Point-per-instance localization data
[Start of Attachment]
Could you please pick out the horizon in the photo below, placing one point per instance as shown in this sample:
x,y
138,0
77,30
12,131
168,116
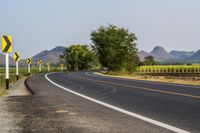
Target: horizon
x,y
172,24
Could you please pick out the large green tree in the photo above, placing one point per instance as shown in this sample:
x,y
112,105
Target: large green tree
x,y
115,48
79,57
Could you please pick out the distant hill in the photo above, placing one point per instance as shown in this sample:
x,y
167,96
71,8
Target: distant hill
x,y
181,54
51,55
142,54
161,55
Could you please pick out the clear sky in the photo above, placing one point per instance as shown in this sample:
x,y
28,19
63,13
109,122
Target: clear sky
x,y
38,25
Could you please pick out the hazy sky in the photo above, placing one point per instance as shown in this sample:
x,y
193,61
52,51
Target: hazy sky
x,y
37,25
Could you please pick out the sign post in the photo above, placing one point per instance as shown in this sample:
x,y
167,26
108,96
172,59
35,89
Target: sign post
x,y
17,59
7,48
29,61
62,66
48,66
40,65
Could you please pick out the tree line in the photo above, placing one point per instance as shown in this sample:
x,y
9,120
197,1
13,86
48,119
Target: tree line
x,y
113,48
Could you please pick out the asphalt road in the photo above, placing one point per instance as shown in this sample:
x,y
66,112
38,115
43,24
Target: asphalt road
x,y
176,105
82,102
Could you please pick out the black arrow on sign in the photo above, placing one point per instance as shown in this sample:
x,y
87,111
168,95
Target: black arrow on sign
x,y
17,56
8,43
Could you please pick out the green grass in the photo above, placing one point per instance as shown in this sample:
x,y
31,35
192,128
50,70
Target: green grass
x,y
170,69
23,72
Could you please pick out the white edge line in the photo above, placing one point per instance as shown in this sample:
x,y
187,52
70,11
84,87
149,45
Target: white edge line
x,y
166,126
154,82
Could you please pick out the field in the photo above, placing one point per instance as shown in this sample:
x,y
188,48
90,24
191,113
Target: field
x,y
23,72
171,70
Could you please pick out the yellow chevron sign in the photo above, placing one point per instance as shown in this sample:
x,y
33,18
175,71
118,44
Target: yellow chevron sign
x,y
16,56
40,62
48,63
29,61
6,44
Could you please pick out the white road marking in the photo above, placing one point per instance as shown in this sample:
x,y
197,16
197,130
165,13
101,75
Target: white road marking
x,y
166,126
154,82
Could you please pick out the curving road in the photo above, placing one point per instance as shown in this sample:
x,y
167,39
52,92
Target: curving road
x,y
171,104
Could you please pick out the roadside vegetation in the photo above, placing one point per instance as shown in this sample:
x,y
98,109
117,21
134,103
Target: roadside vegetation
x,y
23,72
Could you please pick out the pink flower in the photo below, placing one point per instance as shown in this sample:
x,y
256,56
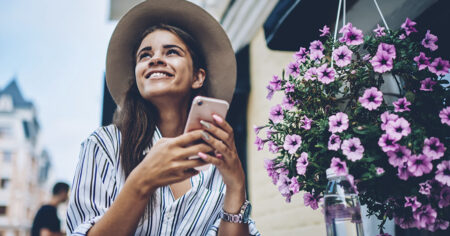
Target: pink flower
x,y
439,66
379,31
292,143
382,62
422,61
419,165
276,114
379,170
311,201
293,69
429,41
408,26
311,74
342,55
300,56
386,117
388,48
387,143
398,128
338,166
306,123
371,98
353,149
427,84
334,142
401,105
433,148
425,216
351,35
302,163
444,114
443,173
398,156
412,202
324,31
325,74
338,123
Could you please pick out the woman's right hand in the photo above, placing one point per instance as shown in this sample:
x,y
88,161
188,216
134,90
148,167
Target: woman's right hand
x,y
167,161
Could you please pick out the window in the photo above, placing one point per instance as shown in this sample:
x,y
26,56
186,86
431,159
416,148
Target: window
x,y
4,183
3,210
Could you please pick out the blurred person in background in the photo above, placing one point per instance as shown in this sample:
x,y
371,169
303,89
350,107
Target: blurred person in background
x,y
46,221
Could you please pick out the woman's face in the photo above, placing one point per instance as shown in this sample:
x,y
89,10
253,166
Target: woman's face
x,y
164,67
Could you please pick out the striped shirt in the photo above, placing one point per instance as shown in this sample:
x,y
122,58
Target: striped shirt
x,y
99,178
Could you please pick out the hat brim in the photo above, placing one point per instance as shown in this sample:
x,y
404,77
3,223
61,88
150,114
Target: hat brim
x,y
212,39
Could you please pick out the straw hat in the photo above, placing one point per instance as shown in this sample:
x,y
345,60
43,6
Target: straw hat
x,y
214,44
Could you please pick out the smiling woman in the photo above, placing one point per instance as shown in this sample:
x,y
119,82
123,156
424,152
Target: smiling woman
x,y
139,167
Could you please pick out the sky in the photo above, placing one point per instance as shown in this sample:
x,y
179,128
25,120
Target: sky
x,y
56,50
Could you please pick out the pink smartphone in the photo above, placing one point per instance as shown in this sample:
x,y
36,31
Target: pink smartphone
x,y
203,108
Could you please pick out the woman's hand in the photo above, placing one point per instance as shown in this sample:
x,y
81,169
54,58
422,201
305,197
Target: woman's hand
x,y
221,138
167,161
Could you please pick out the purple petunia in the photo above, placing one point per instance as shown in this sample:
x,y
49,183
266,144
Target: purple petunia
x,y
427,84
371,98
439,66
311,74
386,117
398,128
292,143
276,114
353,149
433,148
300,55
401,105
326,74
422,61
398,156
425,216
338,123
339,167
310,200
334,142
419,165
324,31
306,123
443,173
408,26
342,55
379,31
387,143
444,114
429,41
302,163
382,62
351,35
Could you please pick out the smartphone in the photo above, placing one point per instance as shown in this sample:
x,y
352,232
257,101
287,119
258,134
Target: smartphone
x,y
203,108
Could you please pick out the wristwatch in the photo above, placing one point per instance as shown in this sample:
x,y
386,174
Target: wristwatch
x,y
241,218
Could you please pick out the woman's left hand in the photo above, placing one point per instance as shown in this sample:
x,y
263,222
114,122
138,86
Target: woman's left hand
x,y
220,137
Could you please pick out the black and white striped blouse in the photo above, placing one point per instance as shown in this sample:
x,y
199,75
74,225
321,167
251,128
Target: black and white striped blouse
x,y
99,178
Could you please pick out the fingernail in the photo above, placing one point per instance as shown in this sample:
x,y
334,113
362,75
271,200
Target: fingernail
x,y
202,155
205,124
217,118
205,135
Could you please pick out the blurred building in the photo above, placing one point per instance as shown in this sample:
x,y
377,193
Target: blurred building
x,y
24,165
264,35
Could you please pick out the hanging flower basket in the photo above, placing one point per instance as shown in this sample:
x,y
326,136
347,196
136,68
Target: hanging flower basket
x,y
333,115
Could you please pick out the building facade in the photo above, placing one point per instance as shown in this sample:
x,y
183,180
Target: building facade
x,y
24,165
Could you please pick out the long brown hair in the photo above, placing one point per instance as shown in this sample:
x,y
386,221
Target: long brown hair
x,y
137,117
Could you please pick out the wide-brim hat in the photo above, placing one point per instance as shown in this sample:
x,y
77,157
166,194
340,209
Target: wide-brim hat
x,y
213,41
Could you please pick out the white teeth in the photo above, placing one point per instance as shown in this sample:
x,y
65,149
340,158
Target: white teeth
x,y
158,75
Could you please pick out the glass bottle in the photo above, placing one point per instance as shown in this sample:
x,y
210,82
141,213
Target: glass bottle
x,y
342,208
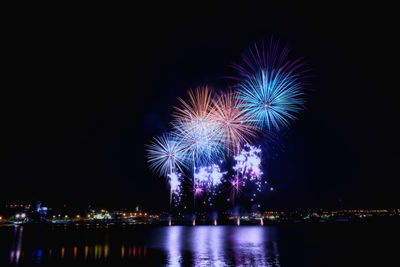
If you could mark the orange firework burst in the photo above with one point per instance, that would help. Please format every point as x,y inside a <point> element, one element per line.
<point>233,121</point>
<point>196,127</point>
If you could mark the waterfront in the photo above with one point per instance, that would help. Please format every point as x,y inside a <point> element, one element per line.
<point>340,244</point>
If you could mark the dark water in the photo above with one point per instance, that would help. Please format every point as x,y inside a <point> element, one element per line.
<point>296,245</point>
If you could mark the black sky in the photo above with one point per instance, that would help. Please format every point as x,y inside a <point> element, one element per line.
<point>83,91</point>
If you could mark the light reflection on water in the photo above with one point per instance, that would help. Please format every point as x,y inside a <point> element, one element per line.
<point>221,246</point>
<point>169,246</point>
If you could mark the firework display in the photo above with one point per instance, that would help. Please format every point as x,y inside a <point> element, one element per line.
<point>271,86</point>
<point>210,128</point>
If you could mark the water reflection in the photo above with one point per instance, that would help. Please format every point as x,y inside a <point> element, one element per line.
<point>220,246</point>
<point>15,252</point>
<point>171,246</point>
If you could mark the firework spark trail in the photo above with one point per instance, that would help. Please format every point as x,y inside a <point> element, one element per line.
<point>166,155</point>
<point>248,168</point>
<point>208,178</point>
<point>198,131</point>
<point>271,86</point>
<point>234,123</point>
<point>175,183</point>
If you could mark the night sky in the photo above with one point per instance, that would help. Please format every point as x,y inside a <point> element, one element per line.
<point>83,92</point>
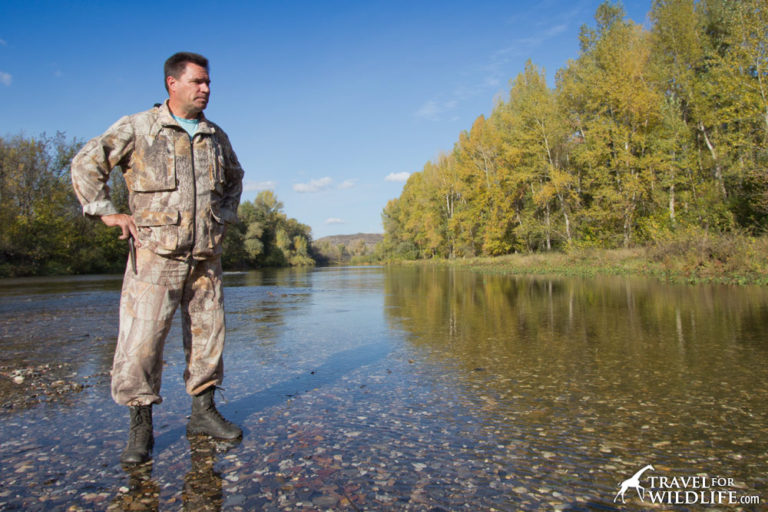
[End of Attachment]
# What the task asks:
Copy each line of the preceding data that contains the string "below".

# Expected answer:
Could you please pick out the horizon in the photo below, placing one point per instance as shown in this sample:
Could you please pick out the pink flower in the photo below, placing one point per instance as shown in this sample:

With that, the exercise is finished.